-- Given text follows --
Parsley is also a source of flavonoids and antioxidants which are associated with good health. It contains luteolin and apigenin. One gram of dried parsley (half a teaspoon) contains about 6.0 ug of lycopene and 10.7 ug of alpha carotene. It also contains 82.9 ug of lutein+zeaxanthin and 80.7 ug of beta-carotene.

According to one study, dried parsley was even higher in antioxidants than fresh parsley.

Apigenin, found in parsley, was shown to decrease tumor size in a study of an aggressive form of breast cancer.

The high amount of vitamin K in parsley may help improve calcium absorption which may, in turn, reduce bone fractures.

Some studies have suggested that parsley (and other green herbs and vegetables) may be able to prevent skin cancer thanks to the presence of the flavonoid myricetin. Parsley is particularly high in myricetin. Myricetin may also help protect against diabetes.

Parsley does require some precautions. Normal food amounts are safe but pregnant women should avoid eating excessive amounts. Large amounts can have effects on the uterus. Parsley can also decrease milk production.

Vitamin K plays an important role in blood clotting. Parsley has a high amount of vitamin K so if you take a blood thinner such as Warfarin or Coumadin, use care. Talk to your doctor and watch how much parsley you eat.

For humans, consuming very large amounts of parsley can be unsafe, sometimes leading to anemia and problems with the liver or kidneys. Parsley is a high-oxalate food so if you have calcium oxalate kidney stones, it should be off the menu or very limited.
-- Given text concluded --
# Work instruction A
Summarize the parsley text in two sentences.
# Work instruction B
Print the parsley text, starting with "Parsley does require" and going on through "or very limited.".
-- Excerpted records follows --
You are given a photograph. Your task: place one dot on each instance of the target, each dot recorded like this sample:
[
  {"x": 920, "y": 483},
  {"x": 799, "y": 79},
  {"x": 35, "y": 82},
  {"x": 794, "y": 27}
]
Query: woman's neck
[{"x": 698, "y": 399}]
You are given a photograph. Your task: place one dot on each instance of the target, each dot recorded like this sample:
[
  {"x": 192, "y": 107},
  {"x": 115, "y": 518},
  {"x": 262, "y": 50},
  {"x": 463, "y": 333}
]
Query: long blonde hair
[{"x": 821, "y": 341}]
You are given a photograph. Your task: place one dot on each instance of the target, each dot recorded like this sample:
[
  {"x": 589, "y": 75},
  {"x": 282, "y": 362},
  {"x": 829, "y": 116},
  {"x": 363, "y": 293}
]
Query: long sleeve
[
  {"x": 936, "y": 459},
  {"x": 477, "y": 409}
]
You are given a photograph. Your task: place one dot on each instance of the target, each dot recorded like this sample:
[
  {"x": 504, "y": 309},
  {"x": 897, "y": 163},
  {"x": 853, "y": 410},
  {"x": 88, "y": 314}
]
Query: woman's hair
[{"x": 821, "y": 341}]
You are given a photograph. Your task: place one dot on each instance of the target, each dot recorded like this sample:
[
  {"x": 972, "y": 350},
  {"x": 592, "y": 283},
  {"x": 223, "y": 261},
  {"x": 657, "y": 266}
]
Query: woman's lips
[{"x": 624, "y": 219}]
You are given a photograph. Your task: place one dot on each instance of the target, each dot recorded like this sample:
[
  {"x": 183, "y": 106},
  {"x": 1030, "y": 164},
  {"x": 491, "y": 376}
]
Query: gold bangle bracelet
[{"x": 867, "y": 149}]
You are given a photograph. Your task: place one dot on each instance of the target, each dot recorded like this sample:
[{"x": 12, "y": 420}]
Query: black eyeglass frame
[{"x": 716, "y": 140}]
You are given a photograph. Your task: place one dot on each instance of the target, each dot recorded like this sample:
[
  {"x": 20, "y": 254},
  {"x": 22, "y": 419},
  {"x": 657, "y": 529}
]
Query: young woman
-- Excerpted records concluded --
# Exercise response A
Parsley contains flavonoids and antioxidants such as apigenin and myricetin, along with a high amount of vitamin K, and these are tied to possible benefits including smaller tumor size, better calcium absorption, and protection against skin cancer and diabetes. It also calls for precautions: large amounts can affect the uterus and can lead to anemia or liver and kidney problems, and people taking blood thinners or prone to calcium oxalate kidney stones should limit it.

# Exercise response B
Parsley does require some precautions. Normal food amounts are safe but pregnant women should avoid eating excessive amounts. Large amounts can have effects on the uterus. Parsley can also decrease milk production.

Vitamin K plays an important role in blood clotting. Parsley has a high amount of vitamin K so if you take a blood thinner such as Warfarin or Coumadin, use care. Talk to your doctor and watch how much parsley you eat.

For humans, consuming very large amounts of parsley can be unsafe, sometimes leading to anemia and problems with the liver or kidneys. Parsley is a high-oxalate food so if you have calcium oxalate kidney stones, it should be off the menu or very limited.